Answer these questions from the text on emotional blindspots below.
1. According to the text, what are you much more likely to do when you are tired?
2. Which emotion does the text name as often the culprit when people are mired in the minutiae of a project?
3. What does the text say every different reaction in the moment brings you one step closer to?

Text passage:
______
Emotions are par for the course until you educate yourself and develop awareness.
Take a simple example: when you’re tired you’re much more likely to get angry and yell at someone. But when is the last time you took this into consideration when you were in the middle of biting someone’s head off for a minor infraction?
I’ve developed a framework to eradicate emotional blindspots. As I mentioned, emotions are P.A.R. for the course until you E.ducate yourself.
Here are the 4 steps you can use to diagnose an emotional blindspot and develop a plan to eradicate it:
- The PEAR process:
- Problem
- Identify past problems that are likely to recur.
- For example, have you been a part of projects where it was about impossible to get things done? Countless meetings occur with people discussing minor details ad nauseam?
- Make sure these problems are worth pursuing.
- Educate
- Once you’ve identified problems worth pursuing, educate yourself about the emotional underpinnings of the problems you identified.
- For example, anxiety is often the culprit when people are mired in the minutiae of a project. Anxiety is the result of a lack of perceived control of the project because there are many uncertainties. The problem is that many aspects of a project will remain uncertain until you start working and possibly until after you’re done. Nonetheless, we’re often blind to this, and quite often we try to gain control over these uncertainties.
- Next, enumerate past situations and discuss how they could’ve played out differently had you known then what you know now. For example, you might have taken the time to delineate the big picture. Then, when trivial details dominate a discussion, politely remind yourself that they can wait.
- Next, find future situations where you might fall into this emotional trap.
- For example, you might know of a large project coming up. Put a reminder on your calendar, if it’s still a few months out, to review emotional blindspots when the project kicks off and throughout.
- Sometimes you can’t plan the intervention, in which case you should describe what it feels like when the emotional blindspot has taken over. With anxiety this is likely going to be frustration, perhaps you feel like you just can’t quite organize the details in a meaningful fashion. Perhaps you endlessly find yourself concerned with details, worried about what could go wrong.
- Awareness
- Eventually you have to catch yourself with your hand in the cookie jar. I like to referred to this as awareness in that moment. If you are aware of the problem, as it’s happening, you can do something about it.
- For example, if you’re in a meeting that feels like it’s dragging on, and you have a list of several hundred concerns about a project, it’s probably time to refocus on what exactly the big picture entails, and separate out the details that can wait.
- React
- Ideally, when you become aware in the moment, you’ll do something about it. That’s not always possible, sometimes it’s uncomfortable to do something new.
- If you’re not the boss, you might find it difficult to raise a concern about being lost in the details. Eventually though, this concern will fade, and you’ll be able to react in the moment to avoid letting the emotional blind spot run amuck.
- Every time you react differently, in the moment, you’re one step closer to forming a new habit.
______
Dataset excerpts

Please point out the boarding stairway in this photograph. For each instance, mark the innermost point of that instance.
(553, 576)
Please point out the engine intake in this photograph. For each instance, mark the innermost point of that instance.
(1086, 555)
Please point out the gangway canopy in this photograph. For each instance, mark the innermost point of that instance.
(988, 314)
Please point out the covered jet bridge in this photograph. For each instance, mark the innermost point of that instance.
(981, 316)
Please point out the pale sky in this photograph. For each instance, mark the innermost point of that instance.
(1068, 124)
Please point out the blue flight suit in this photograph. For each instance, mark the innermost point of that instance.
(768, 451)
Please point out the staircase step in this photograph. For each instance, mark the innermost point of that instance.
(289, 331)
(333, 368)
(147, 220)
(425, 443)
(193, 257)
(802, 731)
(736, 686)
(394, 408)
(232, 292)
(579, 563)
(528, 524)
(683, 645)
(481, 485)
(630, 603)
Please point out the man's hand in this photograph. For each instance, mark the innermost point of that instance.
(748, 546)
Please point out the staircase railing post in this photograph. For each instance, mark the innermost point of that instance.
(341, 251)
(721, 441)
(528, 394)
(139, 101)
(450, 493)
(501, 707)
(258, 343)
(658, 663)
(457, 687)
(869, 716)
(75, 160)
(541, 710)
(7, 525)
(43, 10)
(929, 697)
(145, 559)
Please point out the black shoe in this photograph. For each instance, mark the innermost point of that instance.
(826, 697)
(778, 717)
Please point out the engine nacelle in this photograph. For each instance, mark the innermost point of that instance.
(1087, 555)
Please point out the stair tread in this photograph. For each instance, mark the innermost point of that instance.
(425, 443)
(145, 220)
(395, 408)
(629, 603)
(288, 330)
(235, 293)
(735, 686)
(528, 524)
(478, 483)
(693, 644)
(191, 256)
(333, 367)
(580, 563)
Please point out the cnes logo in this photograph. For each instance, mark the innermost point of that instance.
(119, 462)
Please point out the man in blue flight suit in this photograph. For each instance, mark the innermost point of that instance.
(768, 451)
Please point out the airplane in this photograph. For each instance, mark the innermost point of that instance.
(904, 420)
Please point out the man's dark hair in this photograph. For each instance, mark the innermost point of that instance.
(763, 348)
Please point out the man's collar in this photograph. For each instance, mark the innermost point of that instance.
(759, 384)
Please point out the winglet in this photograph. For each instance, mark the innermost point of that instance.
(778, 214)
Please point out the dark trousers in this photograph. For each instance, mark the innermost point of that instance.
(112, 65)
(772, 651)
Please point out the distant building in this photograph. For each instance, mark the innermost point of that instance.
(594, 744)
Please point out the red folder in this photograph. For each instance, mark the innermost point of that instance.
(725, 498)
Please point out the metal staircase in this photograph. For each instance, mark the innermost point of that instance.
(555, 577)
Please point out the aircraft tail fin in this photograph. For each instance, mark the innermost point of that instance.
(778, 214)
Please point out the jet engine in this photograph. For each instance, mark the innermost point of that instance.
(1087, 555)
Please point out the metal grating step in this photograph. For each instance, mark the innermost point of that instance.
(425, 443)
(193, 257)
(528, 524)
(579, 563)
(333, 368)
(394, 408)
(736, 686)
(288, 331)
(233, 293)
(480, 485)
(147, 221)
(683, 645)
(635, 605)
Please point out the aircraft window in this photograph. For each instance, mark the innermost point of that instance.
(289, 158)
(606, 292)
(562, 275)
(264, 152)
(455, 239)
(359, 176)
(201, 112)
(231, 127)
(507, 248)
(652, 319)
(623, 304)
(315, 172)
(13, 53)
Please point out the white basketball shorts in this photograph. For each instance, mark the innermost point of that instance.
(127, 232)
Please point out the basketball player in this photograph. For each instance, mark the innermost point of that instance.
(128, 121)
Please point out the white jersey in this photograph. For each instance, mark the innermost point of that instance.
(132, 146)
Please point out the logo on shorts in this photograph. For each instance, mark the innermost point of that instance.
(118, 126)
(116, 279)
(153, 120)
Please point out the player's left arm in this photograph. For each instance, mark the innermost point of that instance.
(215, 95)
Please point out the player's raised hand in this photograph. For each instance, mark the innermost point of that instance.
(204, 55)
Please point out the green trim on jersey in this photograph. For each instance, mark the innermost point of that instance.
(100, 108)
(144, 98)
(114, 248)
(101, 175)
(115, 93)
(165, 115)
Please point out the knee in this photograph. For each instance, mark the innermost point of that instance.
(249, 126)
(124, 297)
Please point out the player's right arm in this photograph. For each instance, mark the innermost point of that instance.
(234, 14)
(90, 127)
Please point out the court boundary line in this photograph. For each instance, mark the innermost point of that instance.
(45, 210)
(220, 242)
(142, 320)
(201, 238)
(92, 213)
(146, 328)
______
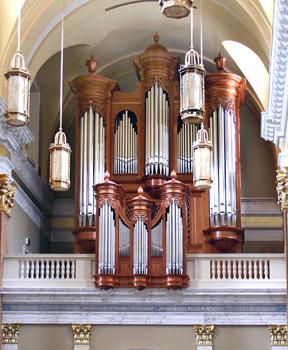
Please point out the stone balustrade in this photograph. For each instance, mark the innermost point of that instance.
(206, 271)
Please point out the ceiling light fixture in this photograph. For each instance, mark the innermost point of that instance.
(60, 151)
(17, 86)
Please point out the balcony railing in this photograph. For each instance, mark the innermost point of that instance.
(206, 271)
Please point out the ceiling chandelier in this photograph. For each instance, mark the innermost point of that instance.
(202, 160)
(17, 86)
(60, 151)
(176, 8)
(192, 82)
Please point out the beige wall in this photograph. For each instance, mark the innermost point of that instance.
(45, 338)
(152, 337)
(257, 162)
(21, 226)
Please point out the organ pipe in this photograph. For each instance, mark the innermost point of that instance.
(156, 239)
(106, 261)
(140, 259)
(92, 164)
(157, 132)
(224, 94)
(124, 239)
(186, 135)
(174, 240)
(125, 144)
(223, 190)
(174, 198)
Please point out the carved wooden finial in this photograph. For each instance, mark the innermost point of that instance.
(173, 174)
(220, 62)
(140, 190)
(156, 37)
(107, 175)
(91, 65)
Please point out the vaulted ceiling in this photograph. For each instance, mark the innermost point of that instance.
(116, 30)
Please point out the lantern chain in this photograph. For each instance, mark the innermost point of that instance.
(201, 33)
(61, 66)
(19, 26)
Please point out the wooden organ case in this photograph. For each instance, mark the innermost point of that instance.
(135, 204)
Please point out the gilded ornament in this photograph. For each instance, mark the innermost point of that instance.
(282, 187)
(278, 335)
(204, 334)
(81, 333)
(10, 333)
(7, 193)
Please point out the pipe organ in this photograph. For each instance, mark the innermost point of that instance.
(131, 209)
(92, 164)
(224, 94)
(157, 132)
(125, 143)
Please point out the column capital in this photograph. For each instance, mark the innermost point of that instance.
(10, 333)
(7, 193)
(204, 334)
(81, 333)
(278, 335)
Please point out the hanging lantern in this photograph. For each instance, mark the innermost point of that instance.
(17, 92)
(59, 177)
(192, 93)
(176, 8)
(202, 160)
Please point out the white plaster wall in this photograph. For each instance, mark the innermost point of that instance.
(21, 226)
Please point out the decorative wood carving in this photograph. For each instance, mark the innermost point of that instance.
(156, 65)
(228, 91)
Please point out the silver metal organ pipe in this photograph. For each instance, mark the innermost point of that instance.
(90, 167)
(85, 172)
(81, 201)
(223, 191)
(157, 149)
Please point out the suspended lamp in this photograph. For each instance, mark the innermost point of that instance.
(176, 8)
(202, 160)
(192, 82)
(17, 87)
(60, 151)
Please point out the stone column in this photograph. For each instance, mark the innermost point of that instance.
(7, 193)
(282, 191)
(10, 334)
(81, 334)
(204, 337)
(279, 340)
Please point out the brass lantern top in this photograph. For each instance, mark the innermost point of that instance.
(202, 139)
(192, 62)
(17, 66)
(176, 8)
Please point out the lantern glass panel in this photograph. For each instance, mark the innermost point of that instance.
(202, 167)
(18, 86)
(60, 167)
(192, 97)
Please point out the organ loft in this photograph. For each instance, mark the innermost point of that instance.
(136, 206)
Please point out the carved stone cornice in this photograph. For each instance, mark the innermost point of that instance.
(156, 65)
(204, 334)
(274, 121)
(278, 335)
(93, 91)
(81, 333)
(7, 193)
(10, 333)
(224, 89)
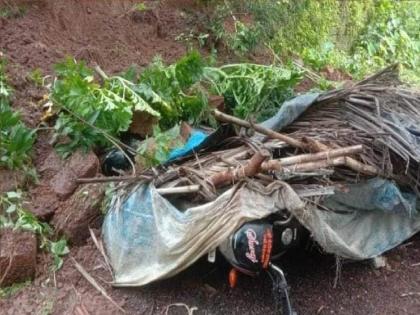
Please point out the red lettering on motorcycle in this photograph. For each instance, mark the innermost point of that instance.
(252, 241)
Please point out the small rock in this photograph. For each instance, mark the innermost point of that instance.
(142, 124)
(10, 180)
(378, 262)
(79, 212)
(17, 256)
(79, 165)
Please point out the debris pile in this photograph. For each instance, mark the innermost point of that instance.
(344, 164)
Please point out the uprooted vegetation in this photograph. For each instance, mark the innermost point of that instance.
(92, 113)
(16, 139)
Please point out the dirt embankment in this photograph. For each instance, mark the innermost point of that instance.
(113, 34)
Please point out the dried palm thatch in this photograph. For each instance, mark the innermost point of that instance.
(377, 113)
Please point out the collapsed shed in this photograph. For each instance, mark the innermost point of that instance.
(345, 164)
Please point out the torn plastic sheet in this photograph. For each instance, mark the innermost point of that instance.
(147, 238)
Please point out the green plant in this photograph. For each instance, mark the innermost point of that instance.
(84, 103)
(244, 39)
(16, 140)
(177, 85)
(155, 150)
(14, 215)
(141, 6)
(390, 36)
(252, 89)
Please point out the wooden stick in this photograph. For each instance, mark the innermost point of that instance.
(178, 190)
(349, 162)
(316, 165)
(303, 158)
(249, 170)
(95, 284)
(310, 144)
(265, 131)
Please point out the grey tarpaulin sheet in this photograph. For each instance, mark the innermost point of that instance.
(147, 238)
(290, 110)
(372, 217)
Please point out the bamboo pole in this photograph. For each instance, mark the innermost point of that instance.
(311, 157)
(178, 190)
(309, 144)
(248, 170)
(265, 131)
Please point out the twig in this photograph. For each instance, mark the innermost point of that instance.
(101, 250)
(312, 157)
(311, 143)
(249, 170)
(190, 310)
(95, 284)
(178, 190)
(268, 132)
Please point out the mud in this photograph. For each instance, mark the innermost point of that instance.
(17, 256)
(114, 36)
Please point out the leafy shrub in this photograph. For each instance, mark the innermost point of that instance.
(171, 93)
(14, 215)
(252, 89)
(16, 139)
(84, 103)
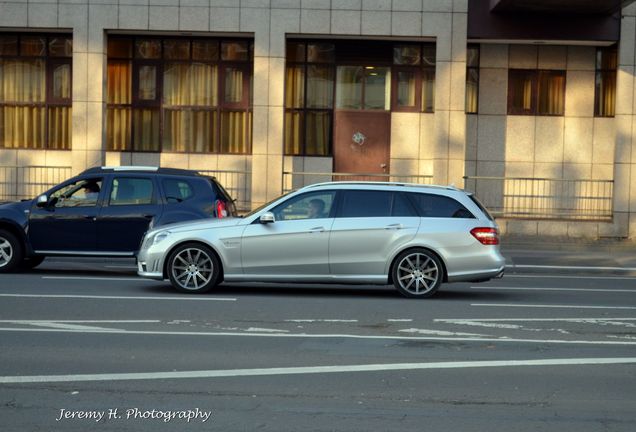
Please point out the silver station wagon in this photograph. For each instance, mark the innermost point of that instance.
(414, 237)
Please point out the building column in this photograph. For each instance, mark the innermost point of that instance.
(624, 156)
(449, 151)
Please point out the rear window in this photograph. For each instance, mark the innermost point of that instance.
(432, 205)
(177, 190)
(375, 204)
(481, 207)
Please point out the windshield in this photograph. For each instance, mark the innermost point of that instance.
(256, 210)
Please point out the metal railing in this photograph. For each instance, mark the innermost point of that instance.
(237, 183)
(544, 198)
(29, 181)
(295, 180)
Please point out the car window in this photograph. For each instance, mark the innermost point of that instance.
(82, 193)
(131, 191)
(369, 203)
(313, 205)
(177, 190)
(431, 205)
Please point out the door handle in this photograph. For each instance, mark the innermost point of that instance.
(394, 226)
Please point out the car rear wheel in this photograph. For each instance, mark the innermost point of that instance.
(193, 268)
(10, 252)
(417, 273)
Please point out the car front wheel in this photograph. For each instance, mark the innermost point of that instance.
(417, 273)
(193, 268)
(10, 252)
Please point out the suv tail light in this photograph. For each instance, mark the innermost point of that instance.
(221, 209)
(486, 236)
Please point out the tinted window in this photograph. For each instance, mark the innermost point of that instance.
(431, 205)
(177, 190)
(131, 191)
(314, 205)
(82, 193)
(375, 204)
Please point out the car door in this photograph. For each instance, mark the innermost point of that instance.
______
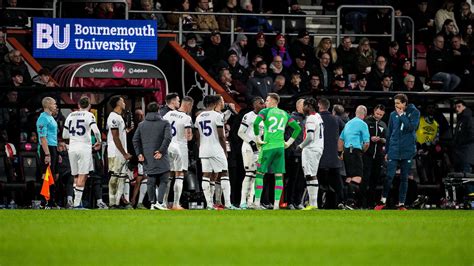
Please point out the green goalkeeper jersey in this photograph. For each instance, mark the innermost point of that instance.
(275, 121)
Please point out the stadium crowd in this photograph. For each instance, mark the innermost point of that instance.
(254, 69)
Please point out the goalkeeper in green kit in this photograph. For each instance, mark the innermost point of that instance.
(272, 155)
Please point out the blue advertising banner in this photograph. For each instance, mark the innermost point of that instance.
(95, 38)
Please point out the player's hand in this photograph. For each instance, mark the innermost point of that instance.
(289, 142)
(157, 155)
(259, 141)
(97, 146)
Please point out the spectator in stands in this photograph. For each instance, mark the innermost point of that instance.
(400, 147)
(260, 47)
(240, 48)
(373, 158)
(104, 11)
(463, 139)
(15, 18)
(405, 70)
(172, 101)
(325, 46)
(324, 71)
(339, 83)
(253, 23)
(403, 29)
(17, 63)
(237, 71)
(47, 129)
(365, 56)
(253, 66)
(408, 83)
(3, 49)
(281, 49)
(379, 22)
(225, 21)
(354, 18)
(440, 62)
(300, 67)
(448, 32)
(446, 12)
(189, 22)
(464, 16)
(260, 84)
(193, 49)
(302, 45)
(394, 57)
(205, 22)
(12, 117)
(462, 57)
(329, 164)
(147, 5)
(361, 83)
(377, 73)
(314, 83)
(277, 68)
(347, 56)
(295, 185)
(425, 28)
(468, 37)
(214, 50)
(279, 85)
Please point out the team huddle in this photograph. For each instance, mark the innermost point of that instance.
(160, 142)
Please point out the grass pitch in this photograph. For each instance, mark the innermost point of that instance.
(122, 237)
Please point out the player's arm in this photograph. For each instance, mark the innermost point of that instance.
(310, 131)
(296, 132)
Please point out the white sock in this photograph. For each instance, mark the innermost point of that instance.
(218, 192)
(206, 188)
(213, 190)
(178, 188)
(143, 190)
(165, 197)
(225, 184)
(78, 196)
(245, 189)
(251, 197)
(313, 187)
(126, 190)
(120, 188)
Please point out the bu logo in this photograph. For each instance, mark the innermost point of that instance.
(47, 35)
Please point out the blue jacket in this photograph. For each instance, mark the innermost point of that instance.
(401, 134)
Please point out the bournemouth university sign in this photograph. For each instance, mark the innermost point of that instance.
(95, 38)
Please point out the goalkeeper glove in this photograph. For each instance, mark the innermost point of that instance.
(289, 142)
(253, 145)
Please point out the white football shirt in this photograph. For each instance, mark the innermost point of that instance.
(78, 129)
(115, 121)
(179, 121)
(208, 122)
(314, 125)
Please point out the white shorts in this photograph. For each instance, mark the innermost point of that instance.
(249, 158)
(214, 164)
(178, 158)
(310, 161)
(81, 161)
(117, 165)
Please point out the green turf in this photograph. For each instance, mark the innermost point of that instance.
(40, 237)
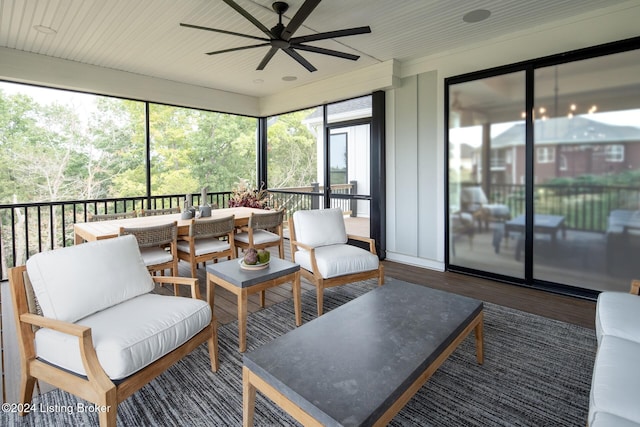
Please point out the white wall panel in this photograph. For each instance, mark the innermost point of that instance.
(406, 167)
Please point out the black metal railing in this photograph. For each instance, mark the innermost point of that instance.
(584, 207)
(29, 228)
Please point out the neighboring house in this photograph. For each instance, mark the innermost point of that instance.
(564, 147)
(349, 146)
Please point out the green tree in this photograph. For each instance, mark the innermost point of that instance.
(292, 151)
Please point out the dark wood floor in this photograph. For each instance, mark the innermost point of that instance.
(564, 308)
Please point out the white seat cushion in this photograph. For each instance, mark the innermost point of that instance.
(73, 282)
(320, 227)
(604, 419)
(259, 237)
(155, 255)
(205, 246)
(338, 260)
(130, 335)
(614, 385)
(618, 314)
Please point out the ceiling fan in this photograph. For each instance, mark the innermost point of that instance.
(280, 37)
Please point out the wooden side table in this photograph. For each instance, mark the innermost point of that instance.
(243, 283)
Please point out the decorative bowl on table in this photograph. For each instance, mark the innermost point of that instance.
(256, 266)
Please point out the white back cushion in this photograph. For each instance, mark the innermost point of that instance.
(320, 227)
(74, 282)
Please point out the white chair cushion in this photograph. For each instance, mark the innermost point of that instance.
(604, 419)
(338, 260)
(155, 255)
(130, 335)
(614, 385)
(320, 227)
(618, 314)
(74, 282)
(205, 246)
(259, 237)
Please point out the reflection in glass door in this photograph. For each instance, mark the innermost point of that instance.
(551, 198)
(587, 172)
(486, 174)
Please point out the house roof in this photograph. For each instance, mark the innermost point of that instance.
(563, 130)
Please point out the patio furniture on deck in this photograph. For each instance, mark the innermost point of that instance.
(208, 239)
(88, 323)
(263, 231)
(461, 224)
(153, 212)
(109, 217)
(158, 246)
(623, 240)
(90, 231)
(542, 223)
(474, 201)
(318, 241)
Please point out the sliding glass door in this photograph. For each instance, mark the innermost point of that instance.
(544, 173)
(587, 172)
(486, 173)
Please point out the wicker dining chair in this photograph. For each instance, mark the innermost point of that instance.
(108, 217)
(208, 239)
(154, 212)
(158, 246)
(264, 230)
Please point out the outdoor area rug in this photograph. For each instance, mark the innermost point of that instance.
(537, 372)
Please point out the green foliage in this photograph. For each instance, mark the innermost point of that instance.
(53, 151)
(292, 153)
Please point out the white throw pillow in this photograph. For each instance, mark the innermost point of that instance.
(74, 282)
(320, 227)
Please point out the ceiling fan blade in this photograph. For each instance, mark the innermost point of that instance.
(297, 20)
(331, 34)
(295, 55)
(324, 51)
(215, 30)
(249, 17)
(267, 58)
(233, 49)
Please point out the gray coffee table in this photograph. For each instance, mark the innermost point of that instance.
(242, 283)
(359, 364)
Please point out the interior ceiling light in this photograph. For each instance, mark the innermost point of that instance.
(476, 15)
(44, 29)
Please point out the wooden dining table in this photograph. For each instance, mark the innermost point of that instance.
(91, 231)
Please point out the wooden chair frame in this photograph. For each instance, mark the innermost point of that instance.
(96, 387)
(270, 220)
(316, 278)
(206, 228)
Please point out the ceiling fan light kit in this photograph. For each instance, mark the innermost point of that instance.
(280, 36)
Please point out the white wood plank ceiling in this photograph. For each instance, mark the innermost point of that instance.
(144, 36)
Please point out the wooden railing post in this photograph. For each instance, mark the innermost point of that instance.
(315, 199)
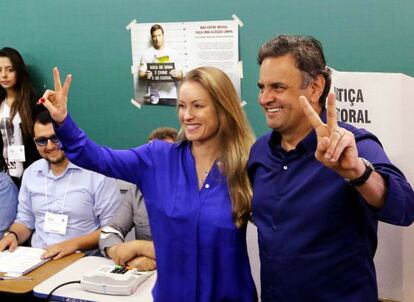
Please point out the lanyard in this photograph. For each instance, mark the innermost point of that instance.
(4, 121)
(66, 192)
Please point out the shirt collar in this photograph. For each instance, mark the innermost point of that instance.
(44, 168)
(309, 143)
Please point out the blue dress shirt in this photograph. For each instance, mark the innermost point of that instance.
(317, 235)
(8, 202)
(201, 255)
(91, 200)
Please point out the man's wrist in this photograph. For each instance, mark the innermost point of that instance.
______
Solved exercise:
1. Get angry and yell at someone.
2. Anxiety.
3. Forming a new habit.